# What is required:
Repeat every entry in the listing below, exactly.

····················

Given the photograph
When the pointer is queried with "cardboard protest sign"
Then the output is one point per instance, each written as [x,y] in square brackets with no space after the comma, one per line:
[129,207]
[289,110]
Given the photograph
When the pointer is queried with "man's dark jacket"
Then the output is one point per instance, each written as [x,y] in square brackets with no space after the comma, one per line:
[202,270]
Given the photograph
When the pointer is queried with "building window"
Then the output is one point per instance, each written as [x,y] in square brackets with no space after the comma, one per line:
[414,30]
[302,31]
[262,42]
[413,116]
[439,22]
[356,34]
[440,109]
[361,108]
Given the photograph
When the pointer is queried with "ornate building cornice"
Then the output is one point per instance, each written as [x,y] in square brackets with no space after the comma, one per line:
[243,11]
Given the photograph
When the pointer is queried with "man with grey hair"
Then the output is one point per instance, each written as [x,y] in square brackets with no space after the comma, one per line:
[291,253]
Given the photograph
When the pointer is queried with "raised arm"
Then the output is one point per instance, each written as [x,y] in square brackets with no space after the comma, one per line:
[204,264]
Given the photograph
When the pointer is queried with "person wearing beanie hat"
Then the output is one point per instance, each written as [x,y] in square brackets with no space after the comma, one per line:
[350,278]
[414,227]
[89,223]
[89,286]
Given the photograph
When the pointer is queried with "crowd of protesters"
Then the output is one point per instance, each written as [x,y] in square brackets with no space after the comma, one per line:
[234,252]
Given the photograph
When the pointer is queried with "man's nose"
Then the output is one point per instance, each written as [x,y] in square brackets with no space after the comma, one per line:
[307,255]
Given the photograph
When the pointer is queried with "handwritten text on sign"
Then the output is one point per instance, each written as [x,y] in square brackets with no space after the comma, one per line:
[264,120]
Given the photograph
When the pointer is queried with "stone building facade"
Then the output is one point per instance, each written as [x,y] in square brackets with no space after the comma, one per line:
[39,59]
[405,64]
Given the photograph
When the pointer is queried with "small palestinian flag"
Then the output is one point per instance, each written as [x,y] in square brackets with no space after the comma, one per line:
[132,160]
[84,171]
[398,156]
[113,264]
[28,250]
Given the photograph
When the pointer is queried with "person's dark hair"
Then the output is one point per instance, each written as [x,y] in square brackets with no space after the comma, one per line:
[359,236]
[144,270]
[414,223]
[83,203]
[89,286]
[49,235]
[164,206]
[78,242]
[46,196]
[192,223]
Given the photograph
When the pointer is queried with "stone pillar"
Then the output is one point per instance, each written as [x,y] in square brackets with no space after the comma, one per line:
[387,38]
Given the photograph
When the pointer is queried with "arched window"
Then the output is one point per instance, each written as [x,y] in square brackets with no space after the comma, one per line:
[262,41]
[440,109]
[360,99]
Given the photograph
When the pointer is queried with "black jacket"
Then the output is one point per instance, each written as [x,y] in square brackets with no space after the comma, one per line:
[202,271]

····················

# Correct output:
Given the photograph
When the pointer is queried with "cardboard protest sign"
Then the output is one point per instance, each written as [x,y] in square brackets with no space after the comma, one per line:
[129,207]
[289,110]
Given the photograph
When the pointer is queried with "man's dark jacket"
Then the output is one point per instance, each written as [x,y] in square brackets with no space after the comma, one per line:
[202,270]
Given the photograph
When the pointer is queried with "building window"
Then the output is one point per instance, each written as [x,y] in square brackets with no space after the comma, one per line:
[414,30]
[302,31]
[262,42]
[413,116]
[439,22]
[356,34]
[440,109]
[361,108]
Given the photograph
When the pointer is queried with "ornate building cornice"
Then the output is one point per instance, each written as [x,y] in square brackets with no space after the comma, one per line:
[243,11]
Given the photograph
When the pointer is queried with "man with grey hair"
Then the output is one point per instance, each written as [x,y] in square brackets with no space after the comma, one per line:
[291,253]
Given the photograph
When the pointer is queried with "raised arm"
Then the output is one point per instance, each written as [x,y] in square brackets with no space after the comma, one per line:
[204,264]
Given the photograph
When the pointer is queried with "person wearing beanie hat"
Then the output is one point per instance, each written as [x,y] in square brackets with no space after the comma, one per line:
[350,278]
[414,227]
[89,223]
[89,286]
Given the photograph
When the pointer is queried with "crowd of protesters"
Then the output is one point per instance, each written as [x,y] in square brackets with no space after the comma, one per line:
[234,252]
Given the photograph
When the pointer is queried with "man's nose"
Then the output is one point per instance, each written as [x,y] in square brackets with no space after the comma, one per line:
[307,255]
Given the photograph
When the pointer is queried with "handwritten text on sign"
Then the output is one point per instance, each written as [x,y] in square brackets with no space after the comma, one per line:
[264,120]
Given the photograph
When the pointer is queried with "stone building facade"
Then the output is one point per instance, each written as [x,y] in square brackets with no space after the comma, one per line:
[39,59]
[405,64]
Given the photograph
When the pointer is queried with "small palestinian flag"
Then the output is one point per instance, each written as [x,y] in square brackets with no space after the comma, one per line:
[132,160]
[84,171]
[398,156]
[113,264]
[28,250]
Given the photograph
When the pointer is queried with "person's dark hair"
Then the output is one point per instance, each written as [x,y] in square brackets with no space after the comma, one per line:
[359,236]
[144,270]
[414,223]
[83,203]
[89,286]
[49,235]
[164,206]
[78,242]
[46,196]
[192,223]
Given the photograph
When the pointer is queried with "stone pillar"
Then the output is one point per instance, each written as [x,y] in square brackets with no space after the comma, one per line:
[387,38]
Given the photograph
When the pointer is queried with "arched window"
Then the output is one point per instance, each written as [x,y] in square brackets with no space after the comma, one per line:
[262,41]
[440,109]
[360,99]
Given the photograph
When the pointer is queried with "black jacket"
Then the output is one point per instance, each written as [x,y] in square brackets with no space after the comma, one per line:
[202,271]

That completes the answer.